**What to do**
1. Reproduce the golf gadget write-up word for word, starting with "Potty Putter attempts" and going on through "you score sheet.".
2. In the golf gadget write-up, what happens when you twist the Uro Club's grip?

**Passage shown**

Potty Putter attempts to solve one of the greatest and most persistent of all the first world problems: not having enough activities to do on the toilet. Forget reading or looking at the ingredients listed on the back of your shampoo bottle, now you can work on shaving strokes off your putting game while you sit perched atop your porcelain throne. Although, considering that the club that comes included with the Potty Putter isn’t regulated for your height, and most people don’t putt from a sitting position, the only thing its probably going to help you with is marking a lot of number two’s on you score sheet.

2. Uro Club

Okay, can someone please explain what the deal is with golfers combining their sport and the excretion of bodily fluids. The Uro Club is advertised as the “only golf club that’s guaranteed to keep you out of the woods” (to relieve yourself). That’s because inside it’s hollowed out handle is a “discreet sanitary solution” for all of your urinary needs. Just twist the Uro Club’s grip to open the built-in reservoir, stick in your little caddy, and let it all out right there on the green. The device comes with a handy clip-around-the-waist towel to fool course marshals into thinking you’re just checking out your club’s magnificent craftsmanship. It’s by far the classiest way to relieve yourself on the course while simultaneously minimizing interruptions so you can get in as many holes as possible. Just make sure you remove it from your friends golf bag if you happen to be borrowing a set of clubs. You wouldn’t want them to get pissed off — or, in this case, pissed on.

**Supplied material**

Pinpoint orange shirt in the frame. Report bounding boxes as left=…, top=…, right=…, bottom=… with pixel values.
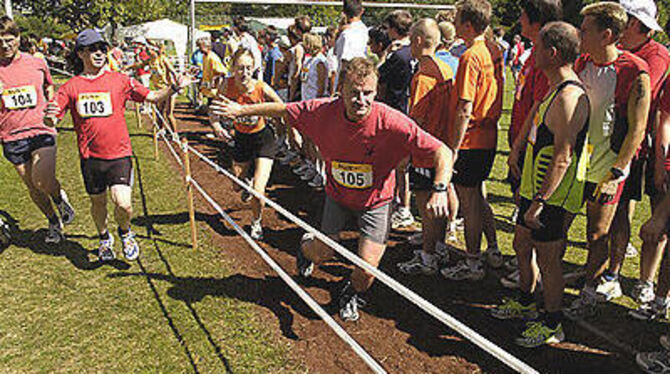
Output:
left=223, top=78, right=265, bottom=134
left=409, top=56, right=454, bottom=167
left=453, top=39, right=503, bottom=149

**Answers to the problems**
1.
Potty Putter attempts to solve one of the greatest and most persistent of all the first world problems: not having enough activities to do on the toilet. Forget reading or looking at the ingredients listed on the back of your shampoo bottle, now you can work on shaving strokes off your putting game while you sit perched atop your porcelain throne. Although, considering that the club that comes included with the Potty Putter isn’t regulated for your height, and most people don’t putt from a sitting position, the only thing its probably going to help you with is marking a lot of number two’s on you score sheet.

2. It opens the built-in reservoir.